Document segment:
Tuesday 15 March 2016

Week 9: William Morris, SCALAR, and Artists' Books, Oh My!

I wish it were as easy as writing a succinct and insightful post about my proposed final paper topic. Unfortunately, my mind is swimming with ideas and I’m having some difficulty narrowing them down let alone turning any one of them into something very specific. So I will use this as an opportunity to write about my various ideas and if anyone has any suggestions about how to narrow one of these, or alternative approaches I could use, they would be more than welcome.

Double Bough, William Morris & Co., 1890,
Historic New England Wallpaper Collection
1. William Morris. I know there is an abundance of scholarship on Morris and the Kelmscott Press, but I figure that I should take this, my final opportunity, to write about something and someone that interests me. I spent two months in Walthamstow in London, England in 2014 and was staying about a 10-minute walk away from The William Morris Gallery. I spent a lot of time in this gallery and became increasingly interested in his work—wallpaper, furniture, literary works, book art & publishing—as well as the Arts and Crafts Movement in general. I feel like it would be a daunting task to try to come up with a unique perspective on Morris’ approach to the book arts, however I know it would be an interesting exploration. I also came across the Historic New England collection, which has over 30 digitized samples of William Morris’ wallpapers and textile fragments. However, as these are wallpapers and not books they can’t be read in the same ways as we have been discussing in the course. Interestingly enough, I haven’t been able to find any William Morris book collections that have been digitized so this could also be a worthwhile thread to pursue.

Data listing:
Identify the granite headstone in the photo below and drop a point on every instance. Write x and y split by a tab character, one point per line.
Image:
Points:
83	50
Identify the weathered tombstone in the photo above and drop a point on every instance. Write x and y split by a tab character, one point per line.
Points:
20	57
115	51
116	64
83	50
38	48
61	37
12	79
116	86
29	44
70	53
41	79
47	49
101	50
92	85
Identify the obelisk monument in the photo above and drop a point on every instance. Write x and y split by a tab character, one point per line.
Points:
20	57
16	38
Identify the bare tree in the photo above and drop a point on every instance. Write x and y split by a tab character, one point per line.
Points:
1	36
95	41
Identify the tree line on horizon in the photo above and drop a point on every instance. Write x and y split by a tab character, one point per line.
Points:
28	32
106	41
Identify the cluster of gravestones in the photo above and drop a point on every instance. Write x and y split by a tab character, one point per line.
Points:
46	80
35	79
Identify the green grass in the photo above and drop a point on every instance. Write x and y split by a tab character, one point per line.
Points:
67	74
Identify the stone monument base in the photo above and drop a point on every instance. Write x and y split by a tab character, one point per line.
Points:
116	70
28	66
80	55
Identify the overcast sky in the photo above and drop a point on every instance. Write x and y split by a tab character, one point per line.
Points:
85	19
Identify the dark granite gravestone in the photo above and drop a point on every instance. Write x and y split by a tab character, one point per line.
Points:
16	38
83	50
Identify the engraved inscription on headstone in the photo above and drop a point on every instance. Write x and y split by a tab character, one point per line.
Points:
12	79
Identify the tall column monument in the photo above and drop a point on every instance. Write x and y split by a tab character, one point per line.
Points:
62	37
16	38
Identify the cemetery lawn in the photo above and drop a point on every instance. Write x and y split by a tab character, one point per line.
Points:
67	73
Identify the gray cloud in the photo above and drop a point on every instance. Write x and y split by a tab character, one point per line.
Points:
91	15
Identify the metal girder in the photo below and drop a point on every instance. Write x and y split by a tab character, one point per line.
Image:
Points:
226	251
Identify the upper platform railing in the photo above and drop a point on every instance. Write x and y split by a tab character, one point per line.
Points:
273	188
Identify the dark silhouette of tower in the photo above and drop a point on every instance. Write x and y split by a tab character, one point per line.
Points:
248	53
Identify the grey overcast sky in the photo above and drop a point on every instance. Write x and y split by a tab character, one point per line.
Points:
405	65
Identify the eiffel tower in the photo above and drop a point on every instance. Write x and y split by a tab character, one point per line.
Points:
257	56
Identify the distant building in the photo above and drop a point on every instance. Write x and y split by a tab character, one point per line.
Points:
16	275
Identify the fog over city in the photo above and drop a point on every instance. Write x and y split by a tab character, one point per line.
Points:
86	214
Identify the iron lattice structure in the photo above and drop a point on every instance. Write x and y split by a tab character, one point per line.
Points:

Problems:
**A.** According to the blog post, why does the writer want to write about William Morris even though there is already a lot of scholarship on him?
**B.** In the blog post, rewrite the passage from "I wish it were" to "more than welcome.", putting "recommendations" in place of "suggestions".

Expected outputs:
**A.** The writer sees this as a final opportunity to write about something and someone of personal interest. That interest grew during two months in Walthamstow in 2014, when the writer stayed near The William Morris Gallery and spent a lot of time there.

**B.**
I wish it were as easy as writing a succinct and insightful post about my proposed final paper topic. Unfortunately, my mind is swimming with ideas and I’m having some difficulty narrowing them down let alone turning any one of them into something very specific. So I will use this as an opportunity to write about my various ideas and if anyone has any recommendations about how to narrow one of these, or alternative approaches I could use, they would be more than welcome.